**PAGE EXTRACT**
“You’re taking pictures of me,” the old man said from nowhere. I stood staring at a map, lost, beside a concrete apartment bloc.
I was wandering aimlessly from the Marché Atwater to Westmount, photographing pastries in windows, laundry hanging from fire escapes, old churches, and corner diners when the man accused me.
“Why are you taking pictures of me?” he asked. He wore a puffy, beige coat and a baseball cap and carried a plastic grocery bag. I struggled to understand him through half-forgotten French. He noticed I had trouble understanding and switched to English. “Why are you taking pictures of me?” he asked again.
I hadn’t even noticed him. When I wander, I sometimes see what I want to see, and that day I wanted to see pastries in windows, laundry hanging between buildings, old green-roofed churches, and corner diners selling hot-dogs and patates-frites. But, sure enough, when I flipped through the photographs that evening, I found a couple photos of the man, increasingly agitated, staring back at me like a reflection.
I told him I hadn’t meant to take photos of him. When he heard my accent and saw my confusion, he calmed down a bit. He asked where I was from.
“Washington,” I told him.
He looked into the courtyard of the gray apartment bloc, where a Japanese magnolia in bloom cast pink petals off like ticker tape, and his hard face softened.
“This is a very special tree. There’s no other like it in Montreal,” he said. “It’s very beautiful. It only lasts a week.”
I told him my parents had a view of a Japanese magnolia from behind their house, which he liked very much, and he began to smile and talk a bit more animatedly about his city before he wished me a nice day, happy exploring, and shuffled off down some side street with his plastic bag. I consulted my map once more and set off towards Westmount which I knew nothing much about except that they supposedly spoke English there.
I learned sometimes the most important thing you can see in a city is a tree in bloom in the courtyard of a concrete apartment bloc.
If travel is an act of discovery, then traveling alone, especially for the first time, is an act of self-discovery. And in that lost year between college and law school, years ago now, a year I barely remember because not much happened worth remembering, what I desperately needed was a walkabout to give me some direction.
A few days’ searching uncovered $65 train tickets from New York to Montreal, 13 hours each way. I booked a ticket for Montreal, as foreign a place as my budget would allow, stuffed a backpack full of clothes, and found myself, for the first time in my life, truly alone. I was in a strange city, in a country where I had no friends, no family, knew no one, knew of no one. I didn’t have the cell phone plan to call home on or the money to call international from the landline in the cheap hotel room I’d found on the Boulevard René-Levesque near the Gare Centrale. So I sat on the floor and read a guidebook while I drank Kronenbourg 1664 and ate a round of Oka cheese from the IGA down the street.

**GIVEN INFORMATION**
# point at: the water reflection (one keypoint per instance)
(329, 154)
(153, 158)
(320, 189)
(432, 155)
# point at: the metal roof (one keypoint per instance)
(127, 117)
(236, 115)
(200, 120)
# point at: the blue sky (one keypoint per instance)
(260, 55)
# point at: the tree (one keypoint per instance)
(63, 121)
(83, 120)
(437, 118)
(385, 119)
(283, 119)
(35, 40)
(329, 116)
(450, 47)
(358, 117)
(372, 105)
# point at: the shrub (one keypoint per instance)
--
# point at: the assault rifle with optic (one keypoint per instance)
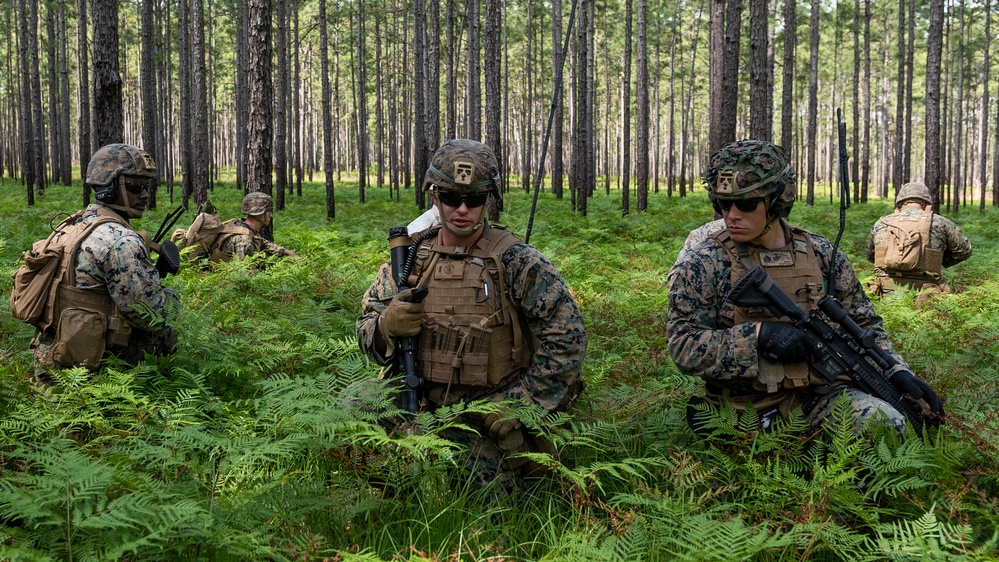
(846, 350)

**WHAT YOU WILL DO**
In the Montreal travel essay, reproduce the part that opens with the words "I was wandering" and closes with "he asked again.", changing "baseball cap" to "wool hat". The records were taken from a separate source.

**ANSWER FOR THE TASK**
I was wandering aimlessly from the Marché Atwater to Westmount, photographing pastries in windows, laundry hanging from fire escapes, old churches, and corner diners when the man accused me.
“Why are you taking pictures of me?” he asked. He wore a puffy, beige coat and a wool hat and carried a plastic grocery bag. I struggled to understand him through half-forgotten French. He noticed I had trouble understanding and switched to English. “Why are you taking pictures of me?” he asked again.